= Given request 1 =
List every issue that the mind chatter text names as the actual issues in managing mind chatter.
= Given request 2 =
In the mind chatter text, copy out word for word the passage between "They come from" and "when we sleep.", inclusive.

= Document text =
....................

Three Meditation Strategies to Manage Mind Chatter
This blog has three insights to help us manage mind chatter in meditation.
They come from fifty years’ experience of practising and teaching meditation. Monkey mind is one of the most frequent concerns.
But first be realistic and less concerned. Mind chatter is completely normal.
Our brains are hardwired to create thoughts and narratives about every perception, cognition and experience. The average brain, it is estimated, has 100 billion neurons; and each neuron has 7000 synaptic connections with other neurons. They are busy interacting, buzzing and thinking and they continue their activity, as dreams, even when we sleep.
So when we go into meditation and withdraw from external stimuli, it is completely natural that we will meet the whirring electrochemical activity of our grey matter and its billions of internal connections. It is naive to expect this all to stop just because we close our eyes and sit still.
Unfortunately newcomers to meditation often have this unrealistic expectation that their minds will easily calm down and they feel like failures, often not continuing with their practice.
This expectancy has also been fuelled by an error in how meditation is often taught in the West. When eastern concepts were first translated into English, the concept of the void (sunyata) was frequently interpreted as meaning an empty and completely silent space. In fact, the void refers to an experience of cosmic spaciousness in which everything and nothing exists, and everything and nothing is welcomed. It is infinite and like an ocean.
When it comes to managing mind chatter the actual issues are:
- Can you calm your impatience?
- Can you step back with compassion and good humour to observe what your mind is doing?
- Do you know how to assess your mind’s activity and guide it into something useful?

....................

= Dataset extract =
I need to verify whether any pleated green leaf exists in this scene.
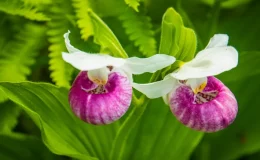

....................

= Task result 1 =
- Can you calm your impatience?
- Can you step back with compassion and good humour to observe what your mind is doing?
- Do you know how to assess your mind's activity and guide it into something useful?

= Task result 2 =
They come from fifty years’ experience of practising and teaching meditation. Monkey mind is one of the most frequent concerns.
But first be realistic and less concerned. Mind chatter is completely normal.
Our brains are hardwired to create thoughts and narratives about every perception, cognition and experience. The average brain, it is estimated, has 100 billion neurons; and each neuron has 7000 synaptic connections with other neurons. They are busy interacting, buzzing and thinking and they continue their activity, as dreams, even when we sleep.